* **FORENDISKUSSION**:
- - -
Wie läuft es dann mit der Installation des Betriebssystems ab? Ich habe hier noch eine Windows 7 Home liegen samt Lizenzschlüssel (keine OEM), die ich dann natürlich installieren wollte. Kann ich einfach den Rechner starten, schauen ob im BIOS alles ok ist und dann mit der Installation beginnen? Der Rechner müsste ja völlig nackig sein. Oder testen die Leute von Hardwareservice vorher den Rechner auf Funktionalität (was sie ja eigentlich müssten), so dass sich doch Spuren auf der Platte befinden?

Ansonsten habe ich noch ein wenig rumgeschaut und muss sagen, dass mir "herbboy" ein wirklich schickes System zusammengestellt hat! Jetzt freue ich mich schon richtig auf den Rechner


----------



## Herbboy (18. August 2011)

Ja, genau so sollte es ablaufen. Es kann halt passieren, dass ein Artikel - wenn Du Pech hast - in der Zeit, bis das Geld da ist, nicht mehr auf Lager ist. Dann musst Du halt was länger warten.

Wegen win-Install: einfach drauflosinstalllieren. Ob die PC vorher checken, weiß ich nicht - es kann sein, dass das nur gemacht wird, wenn man es per PC-konfigurator macht. Da würdest Du halt dann "zwangsweise" ein teureres Netzteil nehmen müssen.


----------



## TigerTobi (18. August 2011)
- - -
* **MATERIAL**:

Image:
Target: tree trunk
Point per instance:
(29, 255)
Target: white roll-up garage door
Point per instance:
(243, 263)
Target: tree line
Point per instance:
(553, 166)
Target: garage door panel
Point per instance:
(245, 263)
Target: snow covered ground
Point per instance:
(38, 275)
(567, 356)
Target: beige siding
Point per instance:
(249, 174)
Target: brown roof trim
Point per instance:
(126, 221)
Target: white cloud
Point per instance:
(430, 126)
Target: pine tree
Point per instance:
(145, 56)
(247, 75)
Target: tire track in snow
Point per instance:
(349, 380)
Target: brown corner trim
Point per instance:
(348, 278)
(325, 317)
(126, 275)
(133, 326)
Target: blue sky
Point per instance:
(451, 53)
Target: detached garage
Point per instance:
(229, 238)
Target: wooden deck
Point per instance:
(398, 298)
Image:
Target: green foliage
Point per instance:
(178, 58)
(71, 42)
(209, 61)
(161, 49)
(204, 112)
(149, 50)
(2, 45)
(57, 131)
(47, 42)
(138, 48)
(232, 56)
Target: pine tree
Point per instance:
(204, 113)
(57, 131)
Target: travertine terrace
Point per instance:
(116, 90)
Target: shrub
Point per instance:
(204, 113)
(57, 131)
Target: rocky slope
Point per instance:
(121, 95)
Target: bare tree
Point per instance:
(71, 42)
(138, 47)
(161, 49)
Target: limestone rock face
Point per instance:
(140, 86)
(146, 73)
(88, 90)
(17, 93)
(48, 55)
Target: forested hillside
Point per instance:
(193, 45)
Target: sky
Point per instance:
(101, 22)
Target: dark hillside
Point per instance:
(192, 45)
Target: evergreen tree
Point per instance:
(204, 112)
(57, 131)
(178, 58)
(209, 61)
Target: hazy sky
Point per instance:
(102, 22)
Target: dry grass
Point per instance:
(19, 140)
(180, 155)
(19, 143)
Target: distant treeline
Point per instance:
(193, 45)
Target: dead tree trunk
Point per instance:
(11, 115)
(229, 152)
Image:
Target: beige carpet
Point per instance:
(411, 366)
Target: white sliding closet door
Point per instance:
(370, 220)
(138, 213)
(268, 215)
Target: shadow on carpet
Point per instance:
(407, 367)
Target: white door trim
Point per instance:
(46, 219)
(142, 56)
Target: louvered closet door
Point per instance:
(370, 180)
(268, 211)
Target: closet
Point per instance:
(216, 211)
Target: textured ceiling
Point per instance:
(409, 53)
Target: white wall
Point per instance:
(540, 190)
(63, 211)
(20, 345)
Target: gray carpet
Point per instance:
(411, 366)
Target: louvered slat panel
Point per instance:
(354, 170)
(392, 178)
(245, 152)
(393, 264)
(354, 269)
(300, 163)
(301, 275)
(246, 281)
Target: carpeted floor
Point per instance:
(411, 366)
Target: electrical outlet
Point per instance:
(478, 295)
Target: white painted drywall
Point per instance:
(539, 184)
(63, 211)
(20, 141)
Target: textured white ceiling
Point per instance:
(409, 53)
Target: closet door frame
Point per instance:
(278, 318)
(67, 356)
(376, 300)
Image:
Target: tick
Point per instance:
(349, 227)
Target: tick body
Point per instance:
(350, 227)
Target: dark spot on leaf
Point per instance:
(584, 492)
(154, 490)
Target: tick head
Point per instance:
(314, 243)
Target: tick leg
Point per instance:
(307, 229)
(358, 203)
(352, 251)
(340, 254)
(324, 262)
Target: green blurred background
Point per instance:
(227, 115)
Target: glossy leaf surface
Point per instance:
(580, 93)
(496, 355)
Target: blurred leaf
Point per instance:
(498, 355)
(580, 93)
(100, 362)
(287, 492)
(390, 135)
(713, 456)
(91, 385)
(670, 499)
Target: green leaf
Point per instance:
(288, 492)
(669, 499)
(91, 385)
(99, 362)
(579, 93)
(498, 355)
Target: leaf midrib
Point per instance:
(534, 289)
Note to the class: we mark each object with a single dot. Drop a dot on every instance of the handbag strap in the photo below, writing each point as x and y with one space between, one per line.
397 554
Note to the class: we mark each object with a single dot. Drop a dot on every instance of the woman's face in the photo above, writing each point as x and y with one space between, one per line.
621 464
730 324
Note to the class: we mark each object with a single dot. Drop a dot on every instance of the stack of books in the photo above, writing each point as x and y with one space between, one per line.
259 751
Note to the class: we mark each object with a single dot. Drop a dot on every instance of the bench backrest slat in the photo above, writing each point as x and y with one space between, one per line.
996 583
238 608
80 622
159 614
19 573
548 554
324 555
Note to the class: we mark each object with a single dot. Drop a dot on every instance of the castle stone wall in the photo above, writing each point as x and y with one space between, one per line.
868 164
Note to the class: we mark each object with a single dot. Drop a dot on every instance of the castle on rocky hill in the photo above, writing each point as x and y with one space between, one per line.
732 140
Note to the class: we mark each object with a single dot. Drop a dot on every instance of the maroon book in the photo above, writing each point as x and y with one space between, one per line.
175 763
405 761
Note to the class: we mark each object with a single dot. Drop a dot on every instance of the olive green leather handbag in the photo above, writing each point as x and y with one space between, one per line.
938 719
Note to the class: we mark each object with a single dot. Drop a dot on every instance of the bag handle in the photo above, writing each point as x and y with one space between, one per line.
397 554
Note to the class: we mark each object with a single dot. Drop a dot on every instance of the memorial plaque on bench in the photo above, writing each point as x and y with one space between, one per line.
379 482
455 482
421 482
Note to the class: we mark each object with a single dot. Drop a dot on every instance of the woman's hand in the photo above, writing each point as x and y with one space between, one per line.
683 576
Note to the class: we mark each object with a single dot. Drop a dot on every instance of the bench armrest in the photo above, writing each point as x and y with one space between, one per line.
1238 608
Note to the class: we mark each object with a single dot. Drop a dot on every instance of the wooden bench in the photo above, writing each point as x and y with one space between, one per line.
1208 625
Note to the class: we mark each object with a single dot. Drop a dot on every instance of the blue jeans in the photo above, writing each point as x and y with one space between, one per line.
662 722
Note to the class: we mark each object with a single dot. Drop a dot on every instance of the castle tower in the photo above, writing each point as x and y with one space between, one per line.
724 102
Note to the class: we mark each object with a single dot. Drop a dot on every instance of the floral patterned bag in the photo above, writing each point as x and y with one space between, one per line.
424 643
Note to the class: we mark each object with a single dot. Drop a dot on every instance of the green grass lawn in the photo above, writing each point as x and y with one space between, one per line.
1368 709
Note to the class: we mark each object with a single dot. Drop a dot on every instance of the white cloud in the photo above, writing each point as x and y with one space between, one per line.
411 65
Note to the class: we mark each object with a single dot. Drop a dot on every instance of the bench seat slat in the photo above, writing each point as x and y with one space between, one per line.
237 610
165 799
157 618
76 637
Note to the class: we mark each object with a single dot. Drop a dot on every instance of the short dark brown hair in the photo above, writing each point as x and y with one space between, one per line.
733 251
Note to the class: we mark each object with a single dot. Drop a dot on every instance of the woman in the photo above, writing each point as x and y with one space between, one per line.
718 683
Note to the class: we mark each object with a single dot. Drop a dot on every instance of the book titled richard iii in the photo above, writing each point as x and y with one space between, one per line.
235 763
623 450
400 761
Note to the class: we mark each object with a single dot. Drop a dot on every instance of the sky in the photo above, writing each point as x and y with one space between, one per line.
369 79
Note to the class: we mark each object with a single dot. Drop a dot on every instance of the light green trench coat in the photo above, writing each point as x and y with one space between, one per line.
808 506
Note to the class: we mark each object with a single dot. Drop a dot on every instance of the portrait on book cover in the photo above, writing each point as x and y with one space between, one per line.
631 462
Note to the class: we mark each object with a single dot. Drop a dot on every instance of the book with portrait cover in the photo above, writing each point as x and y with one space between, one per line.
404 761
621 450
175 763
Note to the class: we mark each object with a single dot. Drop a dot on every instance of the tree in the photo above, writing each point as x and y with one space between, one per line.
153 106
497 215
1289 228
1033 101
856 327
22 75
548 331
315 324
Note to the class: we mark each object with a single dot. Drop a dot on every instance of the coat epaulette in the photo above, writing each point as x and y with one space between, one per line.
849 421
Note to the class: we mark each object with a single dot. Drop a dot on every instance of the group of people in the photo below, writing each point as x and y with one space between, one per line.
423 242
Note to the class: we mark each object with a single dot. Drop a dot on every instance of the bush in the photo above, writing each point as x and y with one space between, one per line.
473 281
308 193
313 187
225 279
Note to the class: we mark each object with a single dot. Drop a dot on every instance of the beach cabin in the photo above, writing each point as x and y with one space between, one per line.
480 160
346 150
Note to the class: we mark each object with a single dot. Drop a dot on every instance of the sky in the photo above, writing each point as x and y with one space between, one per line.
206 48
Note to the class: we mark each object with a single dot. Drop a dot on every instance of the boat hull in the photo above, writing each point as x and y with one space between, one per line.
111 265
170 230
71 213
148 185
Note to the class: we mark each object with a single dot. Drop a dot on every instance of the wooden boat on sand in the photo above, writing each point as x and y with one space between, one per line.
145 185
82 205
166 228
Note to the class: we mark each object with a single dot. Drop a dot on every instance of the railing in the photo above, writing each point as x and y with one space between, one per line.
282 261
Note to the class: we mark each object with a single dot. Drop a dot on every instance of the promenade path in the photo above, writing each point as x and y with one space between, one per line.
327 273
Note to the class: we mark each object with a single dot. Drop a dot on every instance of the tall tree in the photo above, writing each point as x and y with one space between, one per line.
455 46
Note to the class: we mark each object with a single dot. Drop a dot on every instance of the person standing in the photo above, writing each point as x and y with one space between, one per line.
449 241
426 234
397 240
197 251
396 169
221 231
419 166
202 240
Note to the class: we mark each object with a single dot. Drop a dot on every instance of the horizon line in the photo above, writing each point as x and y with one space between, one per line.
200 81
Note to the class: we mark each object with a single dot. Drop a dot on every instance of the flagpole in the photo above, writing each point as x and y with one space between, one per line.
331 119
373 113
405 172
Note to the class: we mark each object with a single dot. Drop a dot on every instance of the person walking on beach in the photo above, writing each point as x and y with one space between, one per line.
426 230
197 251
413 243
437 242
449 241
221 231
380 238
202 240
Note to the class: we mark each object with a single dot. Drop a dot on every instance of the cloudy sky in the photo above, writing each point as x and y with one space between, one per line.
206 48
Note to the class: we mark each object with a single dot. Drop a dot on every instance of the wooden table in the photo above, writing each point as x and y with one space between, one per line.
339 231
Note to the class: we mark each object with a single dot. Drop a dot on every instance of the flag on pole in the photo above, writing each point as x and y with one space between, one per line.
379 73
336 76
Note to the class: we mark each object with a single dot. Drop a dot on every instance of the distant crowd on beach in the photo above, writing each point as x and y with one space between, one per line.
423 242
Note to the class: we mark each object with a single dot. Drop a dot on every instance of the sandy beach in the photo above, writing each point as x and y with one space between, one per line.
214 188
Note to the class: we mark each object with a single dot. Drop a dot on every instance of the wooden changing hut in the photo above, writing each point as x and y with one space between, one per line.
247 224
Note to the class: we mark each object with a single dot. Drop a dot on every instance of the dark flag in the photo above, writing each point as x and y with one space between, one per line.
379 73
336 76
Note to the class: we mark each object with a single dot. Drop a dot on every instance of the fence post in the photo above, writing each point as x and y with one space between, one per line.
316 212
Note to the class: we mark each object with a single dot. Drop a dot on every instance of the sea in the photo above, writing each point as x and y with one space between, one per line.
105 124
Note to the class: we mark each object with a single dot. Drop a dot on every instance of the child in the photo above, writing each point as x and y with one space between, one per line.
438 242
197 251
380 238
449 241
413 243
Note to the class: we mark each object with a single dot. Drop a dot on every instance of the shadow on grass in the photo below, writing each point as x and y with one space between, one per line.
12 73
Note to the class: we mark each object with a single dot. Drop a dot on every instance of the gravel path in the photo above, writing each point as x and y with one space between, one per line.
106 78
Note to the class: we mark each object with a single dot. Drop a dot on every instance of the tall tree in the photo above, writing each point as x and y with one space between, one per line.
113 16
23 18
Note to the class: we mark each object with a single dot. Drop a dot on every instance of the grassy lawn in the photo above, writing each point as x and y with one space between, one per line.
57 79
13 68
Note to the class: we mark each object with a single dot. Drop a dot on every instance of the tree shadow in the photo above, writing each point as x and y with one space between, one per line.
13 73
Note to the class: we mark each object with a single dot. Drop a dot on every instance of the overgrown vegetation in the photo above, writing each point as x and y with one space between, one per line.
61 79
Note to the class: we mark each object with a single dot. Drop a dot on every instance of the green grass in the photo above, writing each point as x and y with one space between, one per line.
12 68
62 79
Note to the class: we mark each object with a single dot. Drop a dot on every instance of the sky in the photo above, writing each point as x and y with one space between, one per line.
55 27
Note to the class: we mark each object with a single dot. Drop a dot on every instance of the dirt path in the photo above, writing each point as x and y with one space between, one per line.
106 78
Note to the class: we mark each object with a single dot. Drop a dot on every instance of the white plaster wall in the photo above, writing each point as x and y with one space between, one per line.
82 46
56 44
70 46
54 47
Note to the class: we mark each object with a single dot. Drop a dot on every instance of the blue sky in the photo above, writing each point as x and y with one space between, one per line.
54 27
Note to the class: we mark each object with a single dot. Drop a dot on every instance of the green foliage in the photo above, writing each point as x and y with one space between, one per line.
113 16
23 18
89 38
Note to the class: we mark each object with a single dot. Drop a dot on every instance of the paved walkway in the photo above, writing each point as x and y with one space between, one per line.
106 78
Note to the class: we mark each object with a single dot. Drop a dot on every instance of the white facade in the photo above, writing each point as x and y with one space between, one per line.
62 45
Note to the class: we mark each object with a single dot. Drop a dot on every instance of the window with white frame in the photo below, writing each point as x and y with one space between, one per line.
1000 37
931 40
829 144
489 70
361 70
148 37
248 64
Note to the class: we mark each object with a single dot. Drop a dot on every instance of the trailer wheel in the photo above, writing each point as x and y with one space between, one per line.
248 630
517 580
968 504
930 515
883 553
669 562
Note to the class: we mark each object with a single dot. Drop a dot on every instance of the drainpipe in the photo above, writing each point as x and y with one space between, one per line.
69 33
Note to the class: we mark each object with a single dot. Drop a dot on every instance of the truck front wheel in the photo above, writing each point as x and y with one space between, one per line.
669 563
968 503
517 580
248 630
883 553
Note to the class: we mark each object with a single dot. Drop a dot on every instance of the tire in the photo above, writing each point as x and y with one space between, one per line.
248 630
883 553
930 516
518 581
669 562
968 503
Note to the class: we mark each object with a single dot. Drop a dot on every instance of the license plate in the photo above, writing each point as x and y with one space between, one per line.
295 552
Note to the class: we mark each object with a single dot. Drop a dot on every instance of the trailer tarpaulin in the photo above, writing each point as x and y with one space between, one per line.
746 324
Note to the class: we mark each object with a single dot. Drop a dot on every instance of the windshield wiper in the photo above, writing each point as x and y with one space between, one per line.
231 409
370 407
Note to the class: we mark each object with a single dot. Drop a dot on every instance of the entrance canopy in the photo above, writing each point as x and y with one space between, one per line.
- - -
* **AUFGABEN**:
1 - Gib aus der Forendiskussion den Abschnitt von „Ansonsten habe ich“ bis „Herbboy (18. August 2011)“ wortgetreu wieder.
2 - Entscheide für jede der folgenden Aussagen, ob sie mit der Forendiskussion übereinstimmt, und belege deine Antwort jeweils mit den entscheidenden Worten. (a) Der Fragesteller besitzt eine Windows-7-Home-Version, die keine OEM-Version ist. (b) Herbboy weiß sicher, dass der Rechner vor dem Versand geprüft wird. (c) Laut Herbboy kann ein Artikel nicht mehr auf Lager sein, bis das Geld angekommen ist.
3 - Setze die Forendiskussion über den neuen Rechner an der Stelle fort, an der sie aufhört.

* **LÖSUNGEN**:
1 -
Ansonsten habe ich noch ein wenig rumgeschaut und muss sagen, dass mir "herbboy" ein wirklich schickes System zusammengestellt hat! Jetzt freue ich mich schon richtig auf den Rechner


----------



## Herbboy (18. August 2011)

2 -
(a) Ja: „Ich habe hier noch eine Windows 7 Home liegen samt Lizenzschlüssel (keine OEM)“
(b) Nein: „Ob die PC vorher checken, weiß ich nicht“
(c) Ja: „Es kann halt passieren, dass ein Artikel - wenn Du Pech hast - in der Zeit, bis das Geld da ist, nicht mehr auf Lager ist.“

3 -
@herbboy
Ich habe noch mal eine Frage zum Gehäuse 
Auf dem Bild ist zusehen, dass das Gehäuse Frontanschlüsse für USB und Audio hat. Haben die dann auch mit dem Mainboard die entsprechende Funktion oder haben die dann keine Funktion? Also passt das Mainboard zum Gahäuse? Ansonsten würde ich noch einmal nach einem anderen Gehäuse schauen...
Vielen Dank!


----------



## quaaaaaak (18. August 2011)

TigerTobi schrieb:


> @herbboy
> Ich habe noch mal eine Frage zum Gehäuse
> Auf dem Bild ist zusehen, dass das Gehäuse Frontanschlüsse für USB und Audio hat. Haben die dann auch mit dem Mainboard die entsprechende Funktion oder haben die dann keine Funktion? Also passt das Mainboard zum Gahäuse?
> Vielen Dank!


JA das Mainboard hat interne anschlüsse für das frontpanel, die zusammenstellung von herb ist wie immer gut gelungen und ich würde sagen: kaufen


----------



## Herbboy (18. August 2011)

Es gibt bei Frontaudio halt AC97 oder HD. Man muss nur evlt. aufpassen, was das Board dann hat, und es passend verbinden.


----------



## TigerTobi (22. August 2011)

So...wie es aussieht werde ich morgen den PC in Auftrag geben 

@herbboy
Nur um noch einmal sicher zu sein...die von dir oben aufgezählten Komponenten stellen mir ein kompletten PC zusammen, richtig? Es fehlt also keine Komponente?
Und was würdest du zu diesem Gehäuse sagen? Laut Angaben wird es ab morgen verfügbar sein...
hardwareversand.de - Artikel-Information - 3R Systems Design Geh
Könnte ich das ohne Probleme mit den von dir genannten Komponenten einsetzen?
Und sorgt der Lüfter dafür, dass der PC wirklich flüsterleise im Normalbetrieb ist? Sonst würde ich lieber noch den ein oder anderen € mehr in den Lüfter investieren. Ich würde auf auf jedenfall das 600W Netzteil nehmen.

Ansonsten dürfte ja soweit alles passen...


----------



## Herbboy (22. August 2011)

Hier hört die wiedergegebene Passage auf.